Internationalisation (i18n) and Localisation (l10n)
Source:vignettes/articles/internationalisation.Rmd
internationalisation.Rmd
NOTE: This is currently a WIP and several things ahve changed since it’s initial writing
Internationalization of the lessons have always been a priority for The Carpentries given the fact that we are a global organization. There are three levels at which translations can be added:
- The structural elements for the page (e.g. dropdown menu headings and navigation tooltips)
- References and definitions
- Page content
Structural Elements (l10n)
The first issue is common for all websites and has several available solutions that exits in several languages.
At the moment, The Carpentries
website supports l10n in a low-rent manner by including a yaml
dictionary in the _data
directory and switching languages
via the site.data.language
variable (as
shown in this example that translates “This content is open
source”). Though, how exactly this is accessible via the main site
is not clear.
To make sure that the translations are compatible no matter what
tooling we use (R, Python, JavaScript, PhP), we should store the
translations in the *.po
(portable object) so that each
language can use its own gettext()
utility to swap out the
translations.
Because it will be associated with the lesson template itself, the
*po
files will live in the {varnish} package and be
used from R to translate messages when the website is being
generated.
References and Definitions
References for definitions is achieved via the {glosario} project where the glossary is formatted as a yaml file and there are python, and R libraries that can be used to extract specific translations for these glossaries.
Page Content (i18n)
This is a topic that is currently not well addressed and is quite
hard to do because translating prose is much harder than translating
individual messages because the context of an individual paragraph in a
section is important. David Pérez-Suárez has proposed to use a
{gettext}
solution because this is a standard for
translating messages in several computer programs. He found a python +
BASH project called po4gitbook
that will convert markdown content to po files for translation and back
again. However, he’s finding that it breaks down a lot with parsing
markdown elements like lists and R chunks. I’m thinking that a solution
is to use parse the markdown with the commonmark XML spec and then use
that to extract the paragraph elements, recast them into markdown and
use those for basis of the translated messages. This way, parsing won’t
be an issue. The big challenge is that the library has to be re-written
for that to happen.

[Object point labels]

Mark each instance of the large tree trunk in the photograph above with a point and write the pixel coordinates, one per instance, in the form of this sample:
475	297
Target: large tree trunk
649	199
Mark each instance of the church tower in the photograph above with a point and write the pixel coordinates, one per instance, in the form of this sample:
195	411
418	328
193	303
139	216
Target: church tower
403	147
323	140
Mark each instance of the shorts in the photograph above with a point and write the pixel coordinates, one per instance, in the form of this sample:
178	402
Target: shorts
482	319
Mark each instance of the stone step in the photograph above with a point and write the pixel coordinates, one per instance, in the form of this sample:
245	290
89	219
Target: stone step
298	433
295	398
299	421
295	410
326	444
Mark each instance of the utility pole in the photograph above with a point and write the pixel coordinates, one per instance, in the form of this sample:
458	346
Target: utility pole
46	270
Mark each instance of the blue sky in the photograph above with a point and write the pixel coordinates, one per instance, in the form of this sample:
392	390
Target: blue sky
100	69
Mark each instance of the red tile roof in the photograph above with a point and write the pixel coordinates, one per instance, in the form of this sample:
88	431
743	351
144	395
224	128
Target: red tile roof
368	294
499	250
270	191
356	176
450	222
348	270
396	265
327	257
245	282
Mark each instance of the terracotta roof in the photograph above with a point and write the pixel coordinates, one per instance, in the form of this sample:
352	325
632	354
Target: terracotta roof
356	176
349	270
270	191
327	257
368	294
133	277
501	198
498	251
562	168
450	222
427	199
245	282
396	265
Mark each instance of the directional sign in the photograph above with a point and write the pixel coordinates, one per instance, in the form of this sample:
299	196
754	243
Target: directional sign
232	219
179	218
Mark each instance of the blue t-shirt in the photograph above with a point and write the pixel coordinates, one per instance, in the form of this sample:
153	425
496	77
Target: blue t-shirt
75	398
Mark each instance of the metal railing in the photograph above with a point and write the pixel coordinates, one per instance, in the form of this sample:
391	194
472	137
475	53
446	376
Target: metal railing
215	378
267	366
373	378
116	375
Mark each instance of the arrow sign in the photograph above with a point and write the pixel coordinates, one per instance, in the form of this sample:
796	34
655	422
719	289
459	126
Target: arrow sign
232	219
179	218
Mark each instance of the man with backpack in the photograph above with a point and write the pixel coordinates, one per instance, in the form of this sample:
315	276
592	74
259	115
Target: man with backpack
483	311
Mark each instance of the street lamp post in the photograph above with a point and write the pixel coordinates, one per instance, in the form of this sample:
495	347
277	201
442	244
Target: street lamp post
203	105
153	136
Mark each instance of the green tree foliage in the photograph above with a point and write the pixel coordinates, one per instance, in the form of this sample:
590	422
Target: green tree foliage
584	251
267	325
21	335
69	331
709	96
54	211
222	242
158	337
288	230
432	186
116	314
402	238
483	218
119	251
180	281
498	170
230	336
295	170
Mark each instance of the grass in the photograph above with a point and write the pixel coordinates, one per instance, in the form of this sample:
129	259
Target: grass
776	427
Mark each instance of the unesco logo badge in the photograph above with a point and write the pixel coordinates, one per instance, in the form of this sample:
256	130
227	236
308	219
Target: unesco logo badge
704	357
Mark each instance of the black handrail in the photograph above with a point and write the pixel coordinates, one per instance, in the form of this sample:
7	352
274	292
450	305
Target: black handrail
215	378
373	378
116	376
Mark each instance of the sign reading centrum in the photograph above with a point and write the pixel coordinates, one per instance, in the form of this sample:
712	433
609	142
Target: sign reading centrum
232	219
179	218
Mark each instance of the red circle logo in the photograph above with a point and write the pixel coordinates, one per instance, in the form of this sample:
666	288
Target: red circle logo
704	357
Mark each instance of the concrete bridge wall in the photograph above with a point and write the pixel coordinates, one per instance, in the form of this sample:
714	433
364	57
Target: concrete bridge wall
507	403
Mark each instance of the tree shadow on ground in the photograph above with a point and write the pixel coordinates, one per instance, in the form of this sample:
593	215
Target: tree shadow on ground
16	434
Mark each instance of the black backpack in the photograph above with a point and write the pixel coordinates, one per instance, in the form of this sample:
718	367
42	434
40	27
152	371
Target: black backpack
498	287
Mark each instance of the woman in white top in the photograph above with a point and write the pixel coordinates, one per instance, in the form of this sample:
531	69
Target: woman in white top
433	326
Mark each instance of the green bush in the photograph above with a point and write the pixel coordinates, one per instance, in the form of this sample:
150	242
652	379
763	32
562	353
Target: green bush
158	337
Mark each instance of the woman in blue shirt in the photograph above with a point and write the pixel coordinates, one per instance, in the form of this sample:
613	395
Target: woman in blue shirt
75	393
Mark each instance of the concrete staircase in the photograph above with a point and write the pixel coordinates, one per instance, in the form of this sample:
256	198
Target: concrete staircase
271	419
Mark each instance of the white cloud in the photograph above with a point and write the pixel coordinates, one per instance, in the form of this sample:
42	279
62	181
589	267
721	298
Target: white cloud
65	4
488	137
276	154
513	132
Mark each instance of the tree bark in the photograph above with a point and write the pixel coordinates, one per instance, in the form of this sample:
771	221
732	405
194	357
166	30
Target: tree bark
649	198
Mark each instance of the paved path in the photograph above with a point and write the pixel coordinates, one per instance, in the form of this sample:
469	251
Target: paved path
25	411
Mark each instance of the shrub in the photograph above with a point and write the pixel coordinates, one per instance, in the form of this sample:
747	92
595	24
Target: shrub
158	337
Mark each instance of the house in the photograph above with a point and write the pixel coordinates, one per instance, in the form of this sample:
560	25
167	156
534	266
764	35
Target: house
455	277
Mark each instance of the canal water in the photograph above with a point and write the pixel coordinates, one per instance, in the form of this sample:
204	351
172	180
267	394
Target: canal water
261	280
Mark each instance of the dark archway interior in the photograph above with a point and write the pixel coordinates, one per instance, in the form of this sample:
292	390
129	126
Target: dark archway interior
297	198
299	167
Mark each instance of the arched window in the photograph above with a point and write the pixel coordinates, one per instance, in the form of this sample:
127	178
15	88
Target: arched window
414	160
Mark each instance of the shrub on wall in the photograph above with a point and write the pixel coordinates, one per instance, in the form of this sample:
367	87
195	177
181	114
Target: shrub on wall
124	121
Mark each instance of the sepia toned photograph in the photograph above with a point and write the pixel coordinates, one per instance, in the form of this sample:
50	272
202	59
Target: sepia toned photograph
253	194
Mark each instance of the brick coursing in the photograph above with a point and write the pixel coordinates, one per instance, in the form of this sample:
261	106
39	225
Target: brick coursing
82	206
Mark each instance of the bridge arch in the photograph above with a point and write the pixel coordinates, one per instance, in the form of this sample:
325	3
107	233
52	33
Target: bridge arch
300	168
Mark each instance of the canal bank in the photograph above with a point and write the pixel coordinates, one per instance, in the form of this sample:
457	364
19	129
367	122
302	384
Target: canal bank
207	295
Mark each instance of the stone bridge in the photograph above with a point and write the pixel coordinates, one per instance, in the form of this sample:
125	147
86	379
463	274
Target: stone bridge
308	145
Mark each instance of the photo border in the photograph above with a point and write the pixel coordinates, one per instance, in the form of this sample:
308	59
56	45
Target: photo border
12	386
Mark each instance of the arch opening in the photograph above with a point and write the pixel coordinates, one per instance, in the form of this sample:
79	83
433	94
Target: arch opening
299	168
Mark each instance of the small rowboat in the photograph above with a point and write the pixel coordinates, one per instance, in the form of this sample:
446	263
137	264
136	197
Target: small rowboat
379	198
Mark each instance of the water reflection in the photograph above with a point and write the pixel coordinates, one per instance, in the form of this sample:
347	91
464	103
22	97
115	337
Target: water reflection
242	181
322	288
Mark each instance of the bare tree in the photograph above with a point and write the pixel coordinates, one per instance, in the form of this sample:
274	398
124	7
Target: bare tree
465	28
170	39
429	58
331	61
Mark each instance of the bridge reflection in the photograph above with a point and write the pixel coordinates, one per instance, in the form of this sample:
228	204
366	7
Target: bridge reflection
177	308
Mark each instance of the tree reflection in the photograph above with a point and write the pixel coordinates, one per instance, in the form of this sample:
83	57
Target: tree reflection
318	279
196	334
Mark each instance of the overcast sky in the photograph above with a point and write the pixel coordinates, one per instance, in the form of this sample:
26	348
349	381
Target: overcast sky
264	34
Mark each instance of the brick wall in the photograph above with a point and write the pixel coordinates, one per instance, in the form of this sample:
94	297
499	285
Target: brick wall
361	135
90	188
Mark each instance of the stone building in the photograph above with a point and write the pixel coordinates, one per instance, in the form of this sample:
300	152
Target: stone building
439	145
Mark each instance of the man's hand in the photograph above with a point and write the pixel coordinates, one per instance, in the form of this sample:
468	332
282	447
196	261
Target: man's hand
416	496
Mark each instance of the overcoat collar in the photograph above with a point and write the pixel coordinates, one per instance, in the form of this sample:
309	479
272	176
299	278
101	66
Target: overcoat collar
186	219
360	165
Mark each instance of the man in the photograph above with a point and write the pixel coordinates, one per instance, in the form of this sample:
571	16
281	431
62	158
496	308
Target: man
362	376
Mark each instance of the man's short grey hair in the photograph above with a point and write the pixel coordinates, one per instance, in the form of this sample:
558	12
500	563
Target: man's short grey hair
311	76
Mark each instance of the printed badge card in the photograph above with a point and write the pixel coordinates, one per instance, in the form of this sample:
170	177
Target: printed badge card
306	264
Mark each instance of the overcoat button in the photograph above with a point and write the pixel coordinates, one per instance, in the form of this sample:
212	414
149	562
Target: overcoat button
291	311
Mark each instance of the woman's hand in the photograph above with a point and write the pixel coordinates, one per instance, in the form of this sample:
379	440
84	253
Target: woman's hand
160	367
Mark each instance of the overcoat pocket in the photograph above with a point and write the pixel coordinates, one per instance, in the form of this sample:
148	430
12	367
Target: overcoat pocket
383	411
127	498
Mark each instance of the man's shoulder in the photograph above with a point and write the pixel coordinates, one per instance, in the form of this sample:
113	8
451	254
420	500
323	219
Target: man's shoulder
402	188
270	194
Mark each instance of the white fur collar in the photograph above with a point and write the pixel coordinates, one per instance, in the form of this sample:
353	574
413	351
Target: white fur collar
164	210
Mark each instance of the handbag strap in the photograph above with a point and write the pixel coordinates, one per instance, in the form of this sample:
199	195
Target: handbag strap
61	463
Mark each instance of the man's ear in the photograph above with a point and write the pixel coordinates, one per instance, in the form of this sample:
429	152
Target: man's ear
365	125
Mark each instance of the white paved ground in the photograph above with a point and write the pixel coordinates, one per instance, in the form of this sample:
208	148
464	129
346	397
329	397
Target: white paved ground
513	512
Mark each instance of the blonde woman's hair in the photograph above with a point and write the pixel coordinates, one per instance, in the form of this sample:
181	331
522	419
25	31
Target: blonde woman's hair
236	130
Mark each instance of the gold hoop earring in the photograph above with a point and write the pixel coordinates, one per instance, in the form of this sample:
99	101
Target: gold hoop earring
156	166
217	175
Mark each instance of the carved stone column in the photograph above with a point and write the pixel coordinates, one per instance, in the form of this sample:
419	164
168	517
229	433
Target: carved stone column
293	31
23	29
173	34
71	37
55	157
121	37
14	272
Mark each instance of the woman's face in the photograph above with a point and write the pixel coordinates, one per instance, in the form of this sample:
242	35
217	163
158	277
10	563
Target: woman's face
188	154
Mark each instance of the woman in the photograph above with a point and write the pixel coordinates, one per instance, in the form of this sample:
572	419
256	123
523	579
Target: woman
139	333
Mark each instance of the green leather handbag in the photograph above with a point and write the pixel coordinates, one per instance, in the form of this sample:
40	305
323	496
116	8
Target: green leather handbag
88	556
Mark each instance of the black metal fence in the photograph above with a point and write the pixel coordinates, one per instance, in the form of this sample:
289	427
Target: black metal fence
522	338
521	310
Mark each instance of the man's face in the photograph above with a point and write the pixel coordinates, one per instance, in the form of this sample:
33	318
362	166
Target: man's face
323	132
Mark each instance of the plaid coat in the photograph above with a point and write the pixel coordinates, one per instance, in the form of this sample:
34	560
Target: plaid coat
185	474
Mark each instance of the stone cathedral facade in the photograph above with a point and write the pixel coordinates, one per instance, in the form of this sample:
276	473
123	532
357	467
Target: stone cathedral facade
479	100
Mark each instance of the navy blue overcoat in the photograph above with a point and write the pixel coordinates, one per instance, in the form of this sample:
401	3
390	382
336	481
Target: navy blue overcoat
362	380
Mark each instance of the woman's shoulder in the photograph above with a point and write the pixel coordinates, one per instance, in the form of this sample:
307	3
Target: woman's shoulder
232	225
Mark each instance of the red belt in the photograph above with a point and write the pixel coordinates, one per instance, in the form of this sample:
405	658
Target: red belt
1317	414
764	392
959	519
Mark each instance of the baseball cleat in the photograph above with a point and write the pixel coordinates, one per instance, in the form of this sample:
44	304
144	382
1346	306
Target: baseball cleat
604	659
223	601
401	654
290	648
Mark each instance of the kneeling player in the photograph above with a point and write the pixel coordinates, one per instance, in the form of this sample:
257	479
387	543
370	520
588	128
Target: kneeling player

### REQUEST 1
According to the internationalization page, which package will hold the *po files?
### REQUEST 2
How many lines in the rows contain the string "blue"? Reply with the number alone.

### FULL ANSWER 1
The {varnish} package.

### FULL ANSWER 2
8